* _Records for this task_:
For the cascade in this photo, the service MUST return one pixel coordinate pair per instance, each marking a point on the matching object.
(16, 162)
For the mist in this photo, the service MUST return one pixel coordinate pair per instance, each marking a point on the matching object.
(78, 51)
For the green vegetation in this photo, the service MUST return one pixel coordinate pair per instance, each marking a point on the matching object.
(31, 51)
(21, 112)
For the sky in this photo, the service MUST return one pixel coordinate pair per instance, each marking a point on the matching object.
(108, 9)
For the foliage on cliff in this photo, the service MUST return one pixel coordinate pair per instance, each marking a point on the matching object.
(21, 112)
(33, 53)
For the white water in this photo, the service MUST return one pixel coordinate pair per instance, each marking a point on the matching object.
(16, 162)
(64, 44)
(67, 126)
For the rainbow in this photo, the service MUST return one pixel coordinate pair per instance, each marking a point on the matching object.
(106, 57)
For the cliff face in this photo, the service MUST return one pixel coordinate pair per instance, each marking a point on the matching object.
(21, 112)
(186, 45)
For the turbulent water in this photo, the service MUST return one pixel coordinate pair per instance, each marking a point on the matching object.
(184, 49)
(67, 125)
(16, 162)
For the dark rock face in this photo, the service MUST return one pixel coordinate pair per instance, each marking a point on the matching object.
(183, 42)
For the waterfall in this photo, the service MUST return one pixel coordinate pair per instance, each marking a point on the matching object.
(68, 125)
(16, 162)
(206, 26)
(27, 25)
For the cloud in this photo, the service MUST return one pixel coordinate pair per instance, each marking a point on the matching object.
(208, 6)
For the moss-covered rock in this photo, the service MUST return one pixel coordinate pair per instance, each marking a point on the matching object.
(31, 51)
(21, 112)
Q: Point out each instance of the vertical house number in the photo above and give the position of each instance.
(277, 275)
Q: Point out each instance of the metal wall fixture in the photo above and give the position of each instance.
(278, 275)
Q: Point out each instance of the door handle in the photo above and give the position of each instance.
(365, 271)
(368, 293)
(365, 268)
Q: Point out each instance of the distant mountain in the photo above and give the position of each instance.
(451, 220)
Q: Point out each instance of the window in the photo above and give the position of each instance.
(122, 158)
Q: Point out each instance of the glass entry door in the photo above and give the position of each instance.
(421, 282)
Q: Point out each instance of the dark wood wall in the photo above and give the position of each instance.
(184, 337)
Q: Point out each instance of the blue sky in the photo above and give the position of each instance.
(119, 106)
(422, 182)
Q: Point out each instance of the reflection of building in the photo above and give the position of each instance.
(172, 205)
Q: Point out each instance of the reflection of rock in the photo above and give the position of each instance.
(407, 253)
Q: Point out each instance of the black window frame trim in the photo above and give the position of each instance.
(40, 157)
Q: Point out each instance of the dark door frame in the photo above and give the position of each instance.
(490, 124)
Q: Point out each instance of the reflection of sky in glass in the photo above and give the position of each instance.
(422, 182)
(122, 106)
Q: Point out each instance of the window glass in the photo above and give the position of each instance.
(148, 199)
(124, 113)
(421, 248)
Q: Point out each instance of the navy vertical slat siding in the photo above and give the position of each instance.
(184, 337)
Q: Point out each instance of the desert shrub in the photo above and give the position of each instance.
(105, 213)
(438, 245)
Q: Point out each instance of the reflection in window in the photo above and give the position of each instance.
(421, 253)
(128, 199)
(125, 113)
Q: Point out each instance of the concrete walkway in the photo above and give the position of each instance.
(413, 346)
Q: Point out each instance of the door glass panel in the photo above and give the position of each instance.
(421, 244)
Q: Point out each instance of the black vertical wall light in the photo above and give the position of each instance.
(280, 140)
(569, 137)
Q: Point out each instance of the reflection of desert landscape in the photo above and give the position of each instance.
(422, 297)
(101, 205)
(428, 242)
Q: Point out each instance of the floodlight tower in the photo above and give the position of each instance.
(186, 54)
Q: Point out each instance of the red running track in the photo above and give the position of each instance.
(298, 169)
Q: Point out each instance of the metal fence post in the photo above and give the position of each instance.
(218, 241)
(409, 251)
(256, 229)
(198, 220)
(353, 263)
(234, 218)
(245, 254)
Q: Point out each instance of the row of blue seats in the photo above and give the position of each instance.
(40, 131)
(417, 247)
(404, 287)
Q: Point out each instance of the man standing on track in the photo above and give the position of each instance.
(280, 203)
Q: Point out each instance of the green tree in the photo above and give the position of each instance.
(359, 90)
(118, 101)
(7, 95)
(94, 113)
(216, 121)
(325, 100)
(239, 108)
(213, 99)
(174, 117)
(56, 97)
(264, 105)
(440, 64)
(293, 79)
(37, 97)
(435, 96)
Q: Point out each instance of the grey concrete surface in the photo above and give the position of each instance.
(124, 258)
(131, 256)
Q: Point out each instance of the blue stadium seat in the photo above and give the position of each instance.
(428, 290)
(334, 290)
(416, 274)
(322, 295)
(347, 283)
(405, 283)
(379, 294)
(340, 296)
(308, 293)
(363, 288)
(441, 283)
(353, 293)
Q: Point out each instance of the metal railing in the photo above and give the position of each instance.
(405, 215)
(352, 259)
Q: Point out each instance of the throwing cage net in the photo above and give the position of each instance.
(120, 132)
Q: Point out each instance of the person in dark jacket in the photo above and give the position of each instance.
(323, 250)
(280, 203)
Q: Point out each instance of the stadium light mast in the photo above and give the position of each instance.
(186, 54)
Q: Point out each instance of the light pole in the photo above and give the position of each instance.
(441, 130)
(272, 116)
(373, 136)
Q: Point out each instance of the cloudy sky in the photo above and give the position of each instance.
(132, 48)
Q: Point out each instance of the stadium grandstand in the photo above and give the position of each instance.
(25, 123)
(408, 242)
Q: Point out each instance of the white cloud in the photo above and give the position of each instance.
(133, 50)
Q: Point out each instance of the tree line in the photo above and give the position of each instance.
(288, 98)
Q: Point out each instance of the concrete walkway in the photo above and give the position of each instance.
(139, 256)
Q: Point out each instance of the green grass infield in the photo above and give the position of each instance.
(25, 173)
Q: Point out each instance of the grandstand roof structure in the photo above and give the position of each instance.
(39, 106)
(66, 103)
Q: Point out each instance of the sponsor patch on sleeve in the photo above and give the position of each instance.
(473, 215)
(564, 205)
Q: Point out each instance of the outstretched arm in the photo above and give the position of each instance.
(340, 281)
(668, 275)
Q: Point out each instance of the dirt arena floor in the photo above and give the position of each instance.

* _Exercise_: When you write the entries out again, keep every word and mark exactly as it is.

* _Exercise answer_:
For the cascade in this photo, the service MUST return one pixel coordinate pair per instance, each marking a point on the matching object.
(16, 162)
For the mist in this photo, the service MUST return one pixel coordinate pair per instance, each marking a point on the matching object.
(78, 51)
For the green vegetation in this photo, the service MUST return one pixel coordinate pair per instance, each marking a point on the matching object.
(31, 51)
(21, 112)
For the sky in this photo, the service MUST return one pixel coordinate pair per instance, each marking a point on the matching object.
(108, 9)
For the foliage on cliff in this photo, the service MUST return one pixel coordinate pair per instance, each marking a point on the matching object.
(21, 112)
(33, 53)
For the white water in this photo, the service MUST return one pixel coordinate pair per instance, each marking a point on the matching object.
(16, 162)
(64, 44)
(67, 126)
For the rainbow in this photo, the service MUST return one pixel coordinate pair per instance, each marking a point on the matching object.
(106, 57)
For the cliff face in this photo, the service MUST return one pixel coordinate pair per instance, each marking a point on the matching object.
(21, 112)
(186, 45)
For the turbulent water in this photo, the service MUST return one pixel coordinate pair per instance, each marking a point on the matching object.
(184, 49)
(67, 125)
(16, 162)
For the dark rock face in this photo, the service MUST return one pixel coordinate pair per instance, each marking a point on the matching object.
(183, 42)
For the waterfall in this photo, the service MUST return one pixel coordinate pair per instance, each marking a point on the matching object.
(68, 125)
(16, 162)
(206, 26)
(27, 25)
For the cloud in this photo, the service MUST return one pixel coordinate pair per instance, each marking a point on the matching object.
(208, 6)
For the moss-covered rock in this photo, the service MUST return one pixel coordinate pair per instance, each marking a point on the matching object.
(31, 51)
(21, 112)
Q: Point out each instance of the vertical house number in the photo above and give the position of each instance.
(277, 275)
Q: Point out each instance of the metal wall fixture in the photo above and give the position of each instance.
(278, 275)
Q: Point out each instance of the door handle in the photo above and give the position of each instance.
(365, 271)
(368, 293)
(365, 268)
Q: Point out each instance of the distant mountain in the photo above and give the position of each instance.
(451, 220)
Q: Point out each instance of the window in the photo above and give the position of each instance.
(122, 158)
Q: Point out each instance of the glass entry door in the photo above and give the position of each instance.
(421, 282)
Q: Point out each instance of the dark wood wall in the photo above and give the position of each instance.
(184, 337)
Q: Point out each instance of the blue sky in the photo above and give the position of each instance.
(119, 106)
(422, 182)
Q: Point out each instance of the reflection of building in the photo above and give the position of each instance.
(172, 205)
Q: Point out each instance of the reflection of rock in the photo above and give the position of each instance.
(407, 253)
Q: Point out each instance of the black window frame trim in the photo above and give the position of each instance.
(40, 157)
Q: Point out each instance of the dark door frame in the photo above and give the position of each instance.
(490, 124)
Q: Point out each instance of the reflection of sky in glass in the photo above and give the position of each instance.
(422, 182)
(122, 106)
Q: Point out each instance of the window glass in the photo above and give the position of each instance.
(148, 199)
(124, 113)
(421, 248)
Q: Point out each instance of the navy vertical slat siding in the photo above and give the position of each instance.
(184, 337)
Q: Point out each instance of the desert shrub in the photo above and give the position of each instance.
(105, 213)
(438, 245)
Q: Point out each instance of the reflection in window in the photo above and give the position of each instance.
(421, 253)
(128, 199)
(125, 113)
Q: Point out each instance of the concrete walkway in the photo above and give the position of each instance.
(413, 346)
Q: Point out each instance of the door glass panel in the photo above and give the position of each instance.
(421, 244)
Q: Point out each instance of the black vertical wall light in the photo above and give the position of each instance.
(280, 140)
(569, 137)
Q: Point out each instance of the reflection of desert landscape in the photo above and give the position of each instance.
(422, 297)
(101, 205)
(428, 242)
Q: Point out each instance of the floodlight tower in the photo above and give the position of each instance.
(186, 54)
Q: Point out each instance of the red running track in the photo above and give the position of each instance.
(298, 169)
Q: Point out each instance of the metal fence post in the photo above and give the position of each instance.
(218, 241)
(409, 251)
(256, 229)
(198, 220)
(353, 263)
(234, 218)
(245, 254)
Q: Point out each instance of the row of blue seats in the photo above and give the position of each instance.
(40, 131)
(417, 247)
(404, 287)
Q: Point out each instance of the man standing on track in the photo above and give the position of each instance.
(280, 203)
Q: Point out each instance of the green tree in the photo above and give the position of each instance.
(359, 90)
(118, 101)
(7, 95)
(94, 113)
(216, 121)
(325, 100)
(239, 108)
(213, 99)
(174, 117)
(56, 97)
(264, 105)
(440, 64)
(293, 79)
(37, 97)
(435, 96)
Q: Point out each instance of the grey concrete surface in the photo above and give the position of each instance.
(124, 258)
(131, 256)
Q: Point out each instance of the blue stadium seat in the photo above and give the position of each instance.
(428, 290)
(334, 290)
(416, 274)
(322, 295)
(347, 283)
(405, 283)
(379, 294)
(340, 296)
(308, 293)
(363, 288)
(441, 283)
(353, 293)
Q: Point out each instance of the metal railing in the photo above and give the position of each instance.
(405, 215)
(352, 259)
Q: Point out each instance of the throwing cage net in the photo above and give the position of each instance.
(120, 132)
Q: Point out each instance of the person in dark jacket in the photo above and give the position of each instance.
(323, 250)
(280, 203)
Q: Point out each instance of the stadium light mast in the photo above and give the position of each instance.
(186, 54)
Q: Point out each instance of the light pole in the photo above and give the position of each instance.
(441, 130)
(272, 116)
(373, 136)
Q: Point out each instance of the cloudy sky in the photo above and give the position of each instance.
(132, 48)
Q: Point out each instance of the stadium grandstand in the photo above and give the position of each instance.
(25, 123)
(408, 242)
Q: Point out each instance of the white cloud in the photo above and give the position of each instance.
(133, 50)
Q: Point out each instance of the tree line in the photo above and give the position of each instance.
(288, 98)
Q: Point out each instance of the concrete walkway in the photo above and give the position of each instance.
(139, 256)
Q: Point out each instance of the green grass infield in the photo above and give the position of each instance.
(25, 173)
Q: Point out each instance of the grandstand roof structure in the photo above and give the position of each instance.
(39, 106)
(66, 103)
Q: Point out each instance of the sponsor patch on sleeve in the photo above and give the position of each instance.
(473, 215)
(564, 205)
Q: Point out each instance of the outstretched arm in the photo above and give the position of each instance.
(340, 281)
(668, 275)
Q: Point out each instance of the dirt arena floor in the photo above and give the position of each instance.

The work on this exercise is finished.